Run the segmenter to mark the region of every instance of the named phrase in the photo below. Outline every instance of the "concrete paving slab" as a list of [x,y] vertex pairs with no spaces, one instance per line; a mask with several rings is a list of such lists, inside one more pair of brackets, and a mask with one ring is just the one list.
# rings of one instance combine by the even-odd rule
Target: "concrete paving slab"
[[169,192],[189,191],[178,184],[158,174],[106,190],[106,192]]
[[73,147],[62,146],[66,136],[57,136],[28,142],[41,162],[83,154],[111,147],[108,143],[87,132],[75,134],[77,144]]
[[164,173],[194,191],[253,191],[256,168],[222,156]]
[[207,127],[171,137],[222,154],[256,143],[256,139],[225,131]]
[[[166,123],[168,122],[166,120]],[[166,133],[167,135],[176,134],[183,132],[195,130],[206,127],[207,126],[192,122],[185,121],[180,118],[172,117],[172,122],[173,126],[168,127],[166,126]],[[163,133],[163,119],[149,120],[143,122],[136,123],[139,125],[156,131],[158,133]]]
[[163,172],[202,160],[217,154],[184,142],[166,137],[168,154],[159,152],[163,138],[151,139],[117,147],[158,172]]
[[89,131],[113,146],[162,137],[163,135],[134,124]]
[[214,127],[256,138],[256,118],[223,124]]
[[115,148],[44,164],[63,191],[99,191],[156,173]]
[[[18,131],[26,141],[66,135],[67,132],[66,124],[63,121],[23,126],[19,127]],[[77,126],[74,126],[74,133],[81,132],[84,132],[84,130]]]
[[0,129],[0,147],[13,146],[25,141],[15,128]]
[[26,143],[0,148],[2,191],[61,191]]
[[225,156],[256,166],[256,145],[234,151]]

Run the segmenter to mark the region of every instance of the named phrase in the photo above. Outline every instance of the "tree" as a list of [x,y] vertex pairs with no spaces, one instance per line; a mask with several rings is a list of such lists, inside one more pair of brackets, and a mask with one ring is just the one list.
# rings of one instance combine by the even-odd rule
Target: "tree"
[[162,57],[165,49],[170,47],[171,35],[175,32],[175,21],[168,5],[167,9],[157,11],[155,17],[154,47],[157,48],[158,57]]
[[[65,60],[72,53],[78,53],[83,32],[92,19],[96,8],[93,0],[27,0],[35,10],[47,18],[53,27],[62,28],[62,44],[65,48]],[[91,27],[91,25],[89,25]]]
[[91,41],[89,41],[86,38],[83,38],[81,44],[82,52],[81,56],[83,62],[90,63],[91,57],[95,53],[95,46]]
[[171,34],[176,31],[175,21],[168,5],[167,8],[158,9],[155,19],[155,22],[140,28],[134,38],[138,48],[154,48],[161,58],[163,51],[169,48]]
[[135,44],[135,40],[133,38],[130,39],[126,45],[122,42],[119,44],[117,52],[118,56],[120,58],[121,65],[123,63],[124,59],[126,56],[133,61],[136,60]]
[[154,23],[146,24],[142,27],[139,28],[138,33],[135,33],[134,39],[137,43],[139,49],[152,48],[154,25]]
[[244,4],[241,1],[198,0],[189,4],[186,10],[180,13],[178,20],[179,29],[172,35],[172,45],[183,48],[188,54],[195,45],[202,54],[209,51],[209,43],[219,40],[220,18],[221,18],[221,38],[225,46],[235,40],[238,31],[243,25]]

--

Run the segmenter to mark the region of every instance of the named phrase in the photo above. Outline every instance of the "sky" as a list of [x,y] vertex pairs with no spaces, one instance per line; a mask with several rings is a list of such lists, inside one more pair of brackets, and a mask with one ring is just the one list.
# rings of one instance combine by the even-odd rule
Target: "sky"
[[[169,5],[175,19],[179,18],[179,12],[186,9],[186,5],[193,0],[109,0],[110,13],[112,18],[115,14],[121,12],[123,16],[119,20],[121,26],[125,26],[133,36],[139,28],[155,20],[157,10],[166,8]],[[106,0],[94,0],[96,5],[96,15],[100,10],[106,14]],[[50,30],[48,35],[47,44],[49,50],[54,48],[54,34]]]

--

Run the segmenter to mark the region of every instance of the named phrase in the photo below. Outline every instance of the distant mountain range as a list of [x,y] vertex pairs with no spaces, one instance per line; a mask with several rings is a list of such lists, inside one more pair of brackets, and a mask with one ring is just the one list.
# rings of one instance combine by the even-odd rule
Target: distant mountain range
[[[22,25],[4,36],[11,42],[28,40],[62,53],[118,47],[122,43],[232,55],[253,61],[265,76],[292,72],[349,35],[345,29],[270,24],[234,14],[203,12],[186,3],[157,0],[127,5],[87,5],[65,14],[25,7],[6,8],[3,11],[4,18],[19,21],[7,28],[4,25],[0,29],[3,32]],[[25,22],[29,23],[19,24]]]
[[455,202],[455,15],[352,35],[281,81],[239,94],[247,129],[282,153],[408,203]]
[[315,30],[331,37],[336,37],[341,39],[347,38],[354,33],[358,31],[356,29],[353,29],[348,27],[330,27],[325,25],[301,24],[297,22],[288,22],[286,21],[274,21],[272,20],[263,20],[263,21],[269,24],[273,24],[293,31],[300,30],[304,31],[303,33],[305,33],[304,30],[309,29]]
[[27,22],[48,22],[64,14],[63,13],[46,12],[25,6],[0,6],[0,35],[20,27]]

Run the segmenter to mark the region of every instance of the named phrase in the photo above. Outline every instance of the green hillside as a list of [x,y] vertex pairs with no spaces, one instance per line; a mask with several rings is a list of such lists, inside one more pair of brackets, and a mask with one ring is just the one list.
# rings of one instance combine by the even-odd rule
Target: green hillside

Brief:
Pull out every line above that contains the string "green". Treat uppercase and lowercase as different.

Answer for this exercise:
Run the segmenter to mark the region of every instance of the named phrase in the photo above. Outline every instance of the green hillside as a list of [x,y] vertex pairs with no spaces, one instance per line; a mask with several rings is a list of such lists, inside one more pair of brackets, and a mask with one ring is just the one list.
Target: green hillside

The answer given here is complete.